_GIVEN EXERCISE_
Write each line out exactly, leaving none out.

_LISTED RECORDS_
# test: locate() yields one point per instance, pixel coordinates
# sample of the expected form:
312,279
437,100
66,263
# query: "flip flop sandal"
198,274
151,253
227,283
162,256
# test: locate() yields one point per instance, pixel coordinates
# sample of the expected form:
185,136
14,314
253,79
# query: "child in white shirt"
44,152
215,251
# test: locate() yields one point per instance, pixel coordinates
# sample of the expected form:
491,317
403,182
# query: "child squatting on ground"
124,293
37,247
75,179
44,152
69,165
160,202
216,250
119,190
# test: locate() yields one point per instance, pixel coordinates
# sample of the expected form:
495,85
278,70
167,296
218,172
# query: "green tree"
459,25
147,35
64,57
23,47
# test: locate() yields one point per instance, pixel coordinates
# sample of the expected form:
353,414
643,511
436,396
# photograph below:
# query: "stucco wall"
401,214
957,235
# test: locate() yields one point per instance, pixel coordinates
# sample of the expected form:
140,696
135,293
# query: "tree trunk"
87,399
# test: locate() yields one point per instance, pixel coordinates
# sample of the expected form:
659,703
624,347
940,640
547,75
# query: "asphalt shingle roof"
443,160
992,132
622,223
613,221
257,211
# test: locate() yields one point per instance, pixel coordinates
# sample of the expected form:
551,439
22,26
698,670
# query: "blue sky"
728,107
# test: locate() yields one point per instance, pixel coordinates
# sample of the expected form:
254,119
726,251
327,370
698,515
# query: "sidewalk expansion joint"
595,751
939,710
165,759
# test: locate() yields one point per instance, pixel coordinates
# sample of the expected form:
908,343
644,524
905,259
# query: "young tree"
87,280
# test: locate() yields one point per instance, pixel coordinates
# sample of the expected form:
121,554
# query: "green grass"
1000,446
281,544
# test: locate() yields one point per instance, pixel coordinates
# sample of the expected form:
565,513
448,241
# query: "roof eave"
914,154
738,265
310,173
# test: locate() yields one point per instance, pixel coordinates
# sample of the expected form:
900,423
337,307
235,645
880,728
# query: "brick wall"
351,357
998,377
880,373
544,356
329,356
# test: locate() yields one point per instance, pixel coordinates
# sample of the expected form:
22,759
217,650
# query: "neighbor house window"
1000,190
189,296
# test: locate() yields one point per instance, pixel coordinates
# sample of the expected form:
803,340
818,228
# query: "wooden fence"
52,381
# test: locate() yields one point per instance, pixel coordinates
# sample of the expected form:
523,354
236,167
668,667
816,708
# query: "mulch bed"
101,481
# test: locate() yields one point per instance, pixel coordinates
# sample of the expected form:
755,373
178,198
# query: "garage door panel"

_EXERCISE OUTPUT_
# test: locate() yields one point per instance, pixel coordinates
# sample of the expected form:
312,279
437,100
66,263
# query: "flip flop sandal"
198,274
151,253
227,283
162,256
# test: locate() yields one point per instance, pixel coordinates
# sample of the expected form:
185,136
14,314
253,79
# query: "child in white shirt"
44,152
215,251
# test: locate() yields one point per instance, pixel coordinates
# sample of the expected form:
491,317
403,182
# query: "child squatting on ground"
124,293
37,247
75,179
44,152
69,165
160,202
216,250
119,190
# test: locate() yields one point per instance, pixel coordinates
# sample of the expected form:
495,85
278,70
167,296
218,172
# query: "green tree"
459,25
147,35
64,57
23,47
# test: locate() yields one point per instance, pixel coordinates
# sample of the expected form:
353,414
643,511
436,396
# photograph below:
# query: "stucco wall"
401,214
957,235
# test: locate() yields one point per instance, pixel coordinates
# sample of the expected form:
140,696
135,293
# query: "tree trunk"
87,399
# test: locate() yields one point per instance, pixel coordinates
# sample of the expected form:
659,703
624,347
940,640
547,75
# query: "asphalt shingle roof"
443,160
992,132
622,223
613,221
257,211
# test: locate() yields one point per instance, pixel coordinates
# sample of the expected form:
551,439
22,26
698,670
# query: "blue sky"
728,107
# test: locate() yields one point per instance, pixel coordinates
# sample of the expected form:
254,119
726,251
327,370
698,515
# query: "sidewalk expansion joint"
595,751
939,710
165,759
# test: locate() yields one point per instance, pixel coordinates
# sample of the expected form:
908,343
644,524
905,259
# query: "young tree"
87,280
# test: locate() yields one point per instance, pixel coordinates
# sample of the expected form:
121,554
# query: "green grass"
1000,446
281,544
# test: locate() yields one point per instance, pixel coordinates
# sample of the expected form:
565,513
448,241
# query: "roof eave"
914,154
738,265
310,173
# test: locate() yields one point per instance, pixel coordinates
# sample of the expected form:
900,423
337,307
235,645
880,728
# query: "brick wall"
351,357
998,377
880,373
544,356
329,356
# test: locate() yields one point per instance, pixel coordinates
# sample of the expected form:
22,759
217,650
# query: "neighbor house window"
1000,190
189,296
# test: locate() yields one point per instance, pixel coordinates
# sample of the expected form:
803,340
818,228
# query: "wooden fence"
52,381
# test: locate() yields one point per instance, pixel coordinates
# sample of the expected form:
523,354
236,167
668,667
816,708
# query: "mulch bed"
101,481
# test: locate() yields one point per instance, pixel coordinates
# sample of the expected form:
755,373
178,198
# query: "garage door panel"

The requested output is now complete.